**Task goal**
The lines below, all of them, should be returned exactly as they appear.

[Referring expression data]
######

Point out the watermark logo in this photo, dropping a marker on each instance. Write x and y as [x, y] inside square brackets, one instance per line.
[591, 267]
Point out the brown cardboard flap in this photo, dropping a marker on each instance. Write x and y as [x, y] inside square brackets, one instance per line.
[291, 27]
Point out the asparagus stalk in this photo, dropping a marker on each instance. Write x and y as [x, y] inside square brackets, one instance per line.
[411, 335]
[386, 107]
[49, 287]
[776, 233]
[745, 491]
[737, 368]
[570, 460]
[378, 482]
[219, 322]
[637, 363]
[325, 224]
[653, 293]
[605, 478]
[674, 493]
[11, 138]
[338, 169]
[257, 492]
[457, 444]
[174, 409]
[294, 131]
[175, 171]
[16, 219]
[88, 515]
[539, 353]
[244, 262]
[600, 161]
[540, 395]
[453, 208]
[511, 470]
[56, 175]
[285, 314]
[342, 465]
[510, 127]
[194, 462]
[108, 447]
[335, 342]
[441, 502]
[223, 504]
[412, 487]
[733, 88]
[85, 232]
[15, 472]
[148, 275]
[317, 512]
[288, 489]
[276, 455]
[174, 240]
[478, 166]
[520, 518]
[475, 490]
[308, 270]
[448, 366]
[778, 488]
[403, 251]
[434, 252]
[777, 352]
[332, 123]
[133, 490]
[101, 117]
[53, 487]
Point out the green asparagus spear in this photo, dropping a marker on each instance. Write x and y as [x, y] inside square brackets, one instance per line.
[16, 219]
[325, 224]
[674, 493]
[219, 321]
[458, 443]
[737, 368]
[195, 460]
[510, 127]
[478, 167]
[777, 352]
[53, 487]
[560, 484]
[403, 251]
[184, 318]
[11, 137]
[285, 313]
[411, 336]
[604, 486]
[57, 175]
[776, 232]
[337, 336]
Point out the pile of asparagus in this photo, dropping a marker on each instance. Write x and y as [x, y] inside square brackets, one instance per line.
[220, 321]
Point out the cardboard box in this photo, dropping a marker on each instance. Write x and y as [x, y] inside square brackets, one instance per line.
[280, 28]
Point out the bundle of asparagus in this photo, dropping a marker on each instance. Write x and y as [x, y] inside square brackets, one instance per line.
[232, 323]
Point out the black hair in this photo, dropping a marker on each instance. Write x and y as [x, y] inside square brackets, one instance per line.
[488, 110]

######

**Response to the task**
Point out the watermark logo in this photo, dropping a marker on each instance. Write x and y as [x, y] inside square brackets, one instance per line.
[591, 267]
Point out the brown cardboard flap in this photo, dropping a marker on each instance. Write x and y as [x, y] inside square brackets, one instance per line.
[291, 27]
Point out the asparagus stalk in this photo, dropping a marker on each instance. Write x and y as [x, y] inside square brackets, one instance per line.
[411, 335]
[386, 107]
[49, 287]
[776, 233]
[745, 491]
[737, 368]
[570, 460]
[378, 482]
[219, 322]
[637, 363]
[325, 224]
[653, 293]
[605, 478]
[674, 493]
[11, 138]
[338, 169]
[257, 492]
[457, 444]
[174, 409]
[294, 131]
[175, 171]
[16, 219]
[88, 515]
[539, 353]
[244, 262]
[600, 161]
[540, 395]
[453, 208]
[511, 470]
[56, 175]
[285, 314]
[342, 465]
[510, 127]
[194, 462]
[108, 447]
[335, 342]
[441, 502]
[223, 504]
[412, 487]
[733, 88]
[85, 232]
[15, 472]
[148, 275]
[317, 512]
[288, 489]
[276, 455]
[174, 240]
[478, 166]
[520, 518]
[475, 490]
[308, 270]
[448, 366]
[778, 488]
[403, 251]
[434, 252]
[777, 352]
[332, 123]
[133, 490]
[101, 117]
[53, 487]
Point out the green asparagus spear in this photo, dropping a marker on each instance. Write x and y as [x, y] inside square brackets, one instance per line.
[16, 219]
[325, 224]
[674, 493]
[219, 321]
[458, 443]
[737, 368]
[195, 460]
[510, 127]
[478, 167]
[777, 352]
[53, 487]
[560, 484]
[403, 251]
[184, 318]
[11, 137]
[285, 313]
[411, 336]
[604, 486]
[57, 175]
[776, 232]
[337, 336]
Point out the pile of asparagus in this photo, dropping a marker on each instance. Write x and y as [x, y] inside square brackets, one instance per line.
[220, 321]
Point out the cardboard box in this photo, dropping a marker on each instance. Write x and y as [x, y] inside square brackets, one instance per line.
[280, 28]
Point out the bundle of asparagus in this photo, dropping a marker on each instance. Write x and y as [x, y] inside square brackets, one instance per line.
[232, 323]
Point out the black hair in this photo, dropping a marker on each instance. Write x and y as [x, y] inside square brackets, one instance per line.
[488, 110]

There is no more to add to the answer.